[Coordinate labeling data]
Start
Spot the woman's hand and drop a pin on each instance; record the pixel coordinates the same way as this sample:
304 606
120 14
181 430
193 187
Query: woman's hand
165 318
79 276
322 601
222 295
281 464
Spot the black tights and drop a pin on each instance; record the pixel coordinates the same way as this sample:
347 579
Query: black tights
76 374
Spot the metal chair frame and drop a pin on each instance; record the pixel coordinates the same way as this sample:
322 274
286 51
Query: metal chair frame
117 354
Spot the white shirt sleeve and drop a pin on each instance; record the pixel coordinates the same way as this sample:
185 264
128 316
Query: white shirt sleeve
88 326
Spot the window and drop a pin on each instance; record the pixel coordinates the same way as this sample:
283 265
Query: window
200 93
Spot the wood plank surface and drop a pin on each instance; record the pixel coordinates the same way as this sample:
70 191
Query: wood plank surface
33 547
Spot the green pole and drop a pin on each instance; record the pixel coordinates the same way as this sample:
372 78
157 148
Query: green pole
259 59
End
◆ Directive ◆
Copy out the lines above word for word, leaving nothing out.

◆ The result ◆
Spot the woman's hand and drop a pin on each instance; record the pixel coordinates the same way as this sample:
304 606
120 14
181 430
193 187
Query: woman's hand
165 318
79 276
322 601
222 295
281 464
Spot the black tights and drop a pin on each instance; record the pixel coordinates the same way as this sample:
347 579
Query: black tights
76 374
Spot the metal chair frame and drop a pin on each instance; record the pixel coordinates the same way as this sample:
322 274
286 51
Query: metal chair frame
117 354
Spot the white shirt sleeve and drop a pin on each instance; record the pixel coordinates the same way as this sample:
185 264
128 316
Query: white shirt sleeve
88 326
Spot the window and drop a pin on each instance; record the pixel coordinates the same way as this sample:
283 265
Query: window
200 93
Spot the wood plank surface and drop a pin on each instance; record the pixel coordinates the same way as this sample:
70 191
Query: wood plank surface
33 547
Spot the green pole and drop a pin on each instance; record the pixel coordinates the same way as this sample:
372 78
157 148
Query: green pole
259 59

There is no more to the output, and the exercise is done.